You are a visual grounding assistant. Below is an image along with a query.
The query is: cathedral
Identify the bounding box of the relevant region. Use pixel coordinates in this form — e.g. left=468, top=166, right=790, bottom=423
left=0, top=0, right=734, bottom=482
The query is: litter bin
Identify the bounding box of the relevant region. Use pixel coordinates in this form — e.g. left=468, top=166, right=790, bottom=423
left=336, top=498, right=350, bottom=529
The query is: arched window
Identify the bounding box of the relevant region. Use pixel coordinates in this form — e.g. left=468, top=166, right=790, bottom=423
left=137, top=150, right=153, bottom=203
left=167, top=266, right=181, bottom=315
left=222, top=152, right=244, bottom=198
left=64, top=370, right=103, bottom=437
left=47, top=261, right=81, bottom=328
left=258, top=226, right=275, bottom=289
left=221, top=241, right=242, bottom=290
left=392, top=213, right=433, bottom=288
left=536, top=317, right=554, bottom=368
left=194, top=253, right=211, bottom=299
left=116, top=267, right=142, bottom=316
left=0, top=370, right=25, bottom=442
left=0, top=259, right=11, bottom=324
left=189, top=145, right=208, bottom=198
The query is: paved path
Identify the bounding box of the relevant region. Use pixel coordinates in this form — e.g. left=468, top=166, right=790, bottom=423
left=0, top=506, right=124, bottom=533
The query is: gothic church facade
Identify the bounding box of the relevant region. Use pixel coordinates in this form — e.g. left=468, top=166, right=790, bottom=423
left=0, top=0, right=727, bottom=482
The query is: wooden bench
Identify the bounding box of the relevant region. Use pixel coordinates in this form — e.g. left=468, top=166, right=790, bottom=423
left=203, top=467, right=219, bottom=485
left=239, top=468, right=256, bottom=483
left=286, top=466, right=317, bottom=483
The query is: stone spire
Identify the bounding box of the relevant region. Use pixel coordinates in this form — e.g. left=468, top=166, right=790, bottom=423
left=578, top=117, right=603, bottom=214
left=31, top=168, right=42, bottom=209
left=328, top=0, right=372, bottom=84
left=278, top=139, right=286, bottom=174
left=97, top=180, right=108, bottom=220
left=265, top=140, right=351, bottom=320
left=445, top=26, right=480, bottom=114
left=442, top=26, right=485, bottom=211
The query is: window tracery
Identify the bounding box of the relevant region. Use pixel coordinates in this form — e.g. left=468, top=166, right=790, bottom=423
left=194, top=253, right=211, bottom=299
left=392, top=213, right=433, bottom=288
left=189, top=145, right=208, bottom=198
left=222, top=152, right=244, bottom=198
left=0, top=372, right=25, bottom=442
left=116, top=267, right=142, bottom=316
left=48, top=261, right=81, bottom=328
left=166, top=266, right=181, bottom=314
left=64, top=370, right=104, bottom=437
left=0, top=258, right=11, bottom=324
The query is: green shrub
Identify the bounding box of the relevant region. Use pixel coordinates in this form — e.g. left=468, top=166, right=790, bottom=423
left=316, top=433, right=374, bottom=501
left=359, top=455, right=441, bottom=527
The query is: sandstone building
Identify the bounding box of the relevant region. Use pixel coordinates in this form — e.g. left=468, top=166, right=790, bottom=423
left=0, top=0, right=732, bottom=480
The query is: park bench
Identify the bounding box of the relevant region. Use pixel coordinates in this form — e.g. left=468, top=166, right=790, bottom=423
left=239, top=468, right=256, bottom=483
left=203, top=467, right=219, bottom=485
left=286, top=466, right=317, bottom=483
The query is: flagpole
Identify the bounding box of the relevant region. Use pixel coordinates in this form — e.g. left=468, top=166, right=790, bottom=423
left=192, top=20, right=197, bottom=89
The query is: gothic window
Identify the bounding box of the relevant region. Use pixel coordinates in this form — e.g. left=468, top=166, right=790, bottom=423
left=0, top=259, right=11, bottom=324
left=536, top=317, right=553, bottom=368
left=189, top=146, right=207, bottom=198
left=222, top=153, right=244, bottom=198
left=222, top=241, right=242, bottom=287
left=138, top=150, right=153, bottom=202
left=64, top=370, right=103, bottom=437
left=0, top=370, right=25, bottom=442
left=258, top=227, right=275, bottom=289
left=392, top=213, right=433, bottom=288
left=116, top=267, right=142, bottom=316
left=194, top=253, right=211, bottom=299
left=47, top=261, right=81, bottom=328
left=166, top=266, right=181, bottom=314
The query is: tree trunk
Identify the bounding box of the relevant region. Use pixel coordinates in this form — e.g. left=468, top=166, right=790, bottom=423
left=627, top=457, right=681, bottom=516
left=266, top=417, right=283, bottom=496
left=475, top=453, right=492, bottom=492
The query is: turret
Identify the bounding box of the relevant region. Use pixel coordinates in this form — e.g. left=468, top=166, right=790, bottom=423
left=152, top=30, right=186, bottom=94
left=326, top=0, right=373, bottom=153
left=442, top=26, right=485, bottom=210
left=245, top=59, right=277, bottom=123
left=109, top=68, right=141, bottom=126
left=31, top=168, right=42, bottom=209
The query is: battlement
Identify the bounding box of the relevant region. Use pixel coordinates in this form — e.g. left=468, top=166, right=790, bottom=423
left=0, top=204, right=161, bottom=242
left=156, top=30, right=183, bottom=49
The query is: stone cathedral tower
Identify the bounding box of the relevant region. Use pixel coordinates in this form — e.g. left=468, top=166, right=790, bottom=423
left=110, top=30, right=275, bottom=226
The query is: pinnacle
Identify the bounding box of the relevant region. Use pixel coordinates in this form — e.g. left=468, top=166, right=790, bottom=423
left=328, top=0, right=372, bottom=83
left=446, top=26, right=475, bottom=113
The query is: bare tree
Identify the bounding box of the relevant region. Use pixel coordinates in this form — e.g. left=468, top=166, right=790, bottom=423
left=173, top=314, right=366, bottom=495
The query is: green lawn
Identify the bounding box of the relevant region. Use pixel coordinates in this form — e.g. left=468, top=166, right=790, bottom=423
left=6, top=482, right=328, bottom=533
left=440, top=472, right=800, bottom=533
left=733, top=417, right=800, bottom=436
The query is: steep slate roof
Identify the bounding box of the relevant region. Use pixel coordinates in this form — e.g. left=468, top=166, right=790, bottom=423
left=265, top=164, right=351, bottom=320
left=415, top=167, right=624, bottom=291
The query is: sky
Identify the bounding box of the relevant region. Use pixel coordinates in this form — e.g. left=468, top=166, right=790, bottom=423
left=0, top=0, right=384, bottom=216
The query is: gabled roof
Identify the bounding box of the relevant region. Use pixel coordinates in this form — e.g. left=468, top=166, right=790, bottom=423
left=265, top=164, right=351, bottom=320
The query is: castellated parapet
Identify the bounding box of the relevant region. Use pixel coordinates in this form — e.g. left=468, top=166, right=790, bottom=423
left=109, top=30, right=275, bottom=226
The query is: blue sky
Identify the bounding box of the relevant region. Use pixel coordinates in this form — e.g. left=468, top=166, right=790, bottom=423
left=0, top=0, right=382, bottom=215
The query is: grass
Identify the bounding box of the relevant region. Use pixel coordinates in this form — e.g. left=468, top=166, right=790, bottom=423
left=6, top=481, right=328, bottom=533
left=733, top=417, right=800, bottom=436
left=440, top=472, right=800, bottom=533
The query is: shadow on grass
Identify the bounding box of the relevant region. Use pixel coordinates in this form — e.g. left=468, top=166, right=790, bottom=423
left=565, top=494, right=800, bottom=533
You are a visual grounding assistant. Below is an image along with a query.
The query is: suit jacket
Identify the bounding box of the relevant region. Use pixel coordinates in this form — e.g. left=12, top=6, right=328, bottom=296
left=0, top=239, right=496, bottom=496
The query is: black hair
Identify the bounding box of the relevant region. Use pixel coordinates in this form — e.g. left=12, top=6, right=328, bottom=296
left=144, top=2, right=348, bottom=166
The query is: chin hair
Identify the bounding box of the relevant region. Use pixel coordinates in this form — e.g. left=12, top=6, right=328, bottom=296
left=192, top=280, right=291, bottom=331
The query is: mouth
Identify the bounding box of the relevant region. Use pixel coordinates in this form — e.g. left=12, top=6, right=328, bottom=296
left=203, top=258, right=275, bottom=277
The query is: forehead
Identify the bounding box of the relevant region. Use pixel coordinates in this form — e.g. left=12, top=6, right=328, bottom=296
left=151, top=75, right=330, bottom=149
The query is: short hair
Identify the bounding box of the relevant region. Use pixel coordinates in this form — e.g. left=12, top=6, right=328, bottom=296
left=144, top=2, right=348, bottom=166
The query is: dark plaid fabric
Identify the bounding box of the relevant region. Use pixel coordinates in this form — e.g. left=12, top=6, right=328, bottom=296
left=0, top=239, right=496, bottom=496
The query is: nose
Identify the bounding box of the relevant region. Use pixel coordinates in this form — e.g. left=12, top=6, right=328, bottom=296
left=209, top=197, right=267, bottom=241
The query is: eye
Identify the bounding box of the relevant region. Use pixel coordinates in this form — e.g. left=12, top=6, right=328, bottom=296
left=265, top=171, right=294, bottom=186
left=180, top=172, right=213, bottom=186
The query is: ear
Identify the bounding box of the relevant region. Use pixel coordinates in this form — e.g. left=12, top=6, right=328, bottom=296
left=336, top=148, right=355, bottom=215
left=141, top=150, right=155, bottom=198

───

TASK TO COMPLETE: Please copy the listing starting at the line containing "The query is: wooden bench" and ending at the line containing "left=442, top=26, right=485, bottom=211", requests included, but scale every bounding-box coordinate in the answers by 0.4, rounding to whole numbers with halves going up. Keep the requests and their format samples unchanged, and give only these lines.

CORRECT ANSWER:
The query is: wooden bench
Identify the bounding box of the relevant region. Use pixel coordinates in this form — e.g. left=468, top=166, right=790, bottom=423
left=81, top=187, right=88, bottom=194
left=96, top=187, right=102, bottom=193
left=114, top=186, right=127, bottom=193
The query is: stone spire
Identify the bounding box of the relevant region. Use pixel coordinates in this form — e.g. left=468, top=166, right=790, bottom=423
left=231, top=47, right=241, bottom=86
left=12, top=67, right=17, bottom=84
left=131, top=0, right=149, bottom=34
left=111, top=56, right=114, bottom=70
left=39, top=72, right=43, bottom=88
left=106, top=56, right=140, bottom=128
left=178, top=10, right=192, bottom=46
left=177, top=10, right=194, bottom=84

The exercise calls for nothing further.